- Passage shown -
****************************************

# LED for freshwater: EU vs US



## Marta (Oct 7, 2013)

Hi,
I'm new to this forum, having a 200l liter freshwater tank, lots of plants, few fish. I'm considering LED lighting, but offers here in EU are either very low quality or prohibitive price. And then there's a lot of DIY, but I'm not too good at this...
What do you use in the US?
Thanks, Marta


----------



## Zapins (Jul 28, 2004)

I do not have much to add but I am interested in other people's responses.

We tend to use T5 HO or power compact in the US.

LEDs made by aquarium companies generally tend to be underpowered and not very well made. There are a few websites that specialize in making custom LED lights that work well, but they are pretty expensive. Many people seem to do DIY, but as of now I have not seen a decent DIY tutorial on how to do it (especially concerning the power supply part of the job).


----------



## Michael (Jul 20, 2010)

****************************************

- Goal 1 -
Return the stretch from "## Marta (Oct" through "good at this..." in the LED lighting thread, copied word for word.
- Goal 2 -
Take the forum thread on LED lighting for freshwater tanks further from the point where it stops.

****************************************

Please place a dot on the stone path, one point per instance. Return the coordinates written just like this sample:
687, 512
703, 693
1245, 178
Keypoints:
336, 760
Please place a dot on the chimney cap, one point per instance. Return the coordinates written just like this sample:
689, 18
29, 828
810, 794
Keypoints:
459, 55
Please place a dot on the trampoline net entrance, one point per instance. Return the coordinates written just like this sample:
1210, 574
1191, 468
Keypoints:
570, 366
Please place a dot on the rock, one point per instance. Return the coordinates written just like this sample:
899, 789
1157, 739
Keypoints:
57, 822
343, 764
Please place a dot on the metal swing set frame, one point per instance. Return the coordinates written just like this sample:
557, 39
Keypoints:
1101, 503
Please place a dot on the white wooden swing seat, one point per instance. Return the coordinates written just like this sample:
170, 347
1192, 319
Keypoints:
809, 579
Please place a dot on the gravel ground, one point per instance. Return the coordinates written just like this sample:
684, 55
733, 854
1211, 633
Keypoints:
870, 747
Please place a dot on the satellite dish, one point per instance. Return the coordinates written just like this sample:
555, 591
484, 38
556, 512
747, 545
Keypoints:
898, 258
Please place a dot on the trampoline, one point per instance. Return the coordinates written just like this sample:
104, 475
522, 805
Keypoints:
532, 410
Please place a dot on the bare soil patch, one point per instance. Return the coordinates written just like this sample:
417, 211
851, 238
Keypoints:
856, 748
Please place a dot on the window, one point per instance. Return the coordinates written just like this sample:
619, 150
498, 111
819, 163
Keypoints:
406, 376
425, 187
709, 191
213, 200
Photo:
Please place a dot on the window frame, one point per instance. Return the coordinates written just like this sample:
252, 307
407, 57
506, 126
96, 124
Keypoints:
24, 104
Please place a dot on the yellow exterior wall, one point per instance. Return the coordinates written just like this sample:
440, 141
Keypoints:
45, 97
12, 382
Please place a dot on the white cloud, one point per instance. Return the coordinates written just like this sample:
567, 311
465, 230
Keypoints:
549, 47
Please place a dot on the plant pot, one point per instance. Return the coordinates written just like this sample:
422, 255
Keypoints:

****************************************

- Exercise answer 1 -
## Marta (Oct 7, 2013)

Hi,
I'm new to this forum, having a 200l liter freshwater tank, lots of plants, few fish. I'm considering LED lighting, but offers here in EU are either very low quality or prohibitive price. And then there's a lot of DIY, but I'm not too good at this...

- Exercise answer 2 -
I have no personal experience but judging from PAR data, the best ready-made fixtures available are the Finnex Ray series.


----------



## Yo-han (Oct 15, 2010)

TMC is quite good. Not the cheapest, but I think one of the best commonly available. They use the Cree LEDs. Or Vertex Illumilux, they use the same leds. Econlux has the solar range which is not that bad. They use lots of low wattage light compared to the high power leds from TMC. Perhaps not that well suited if you've a high tank.


----------



## Marta (Oct 7, 2013)

Thanks for quick replies! I know Vertex, their pretty cool, but very expensive... Econlux and TMC also have great stuff, but what about photosynthesis with all this predominantly blue/white lights? Do plants really grow in these conditions?


----------



## Marta (Oct 7, 2013)

While googling around for LED and aquaria, I found something/-body called luzmotion, they have some pretty nice videos on youtube, but their homepage doesn't work.... Anybody know who/what this is, company or DIY; US, EU, or else? Seems like they exhibited at interzoo, but there's almost no infos.
Anyhow, they also use red (and maybe green?) LEDs, so this would favour plant growth?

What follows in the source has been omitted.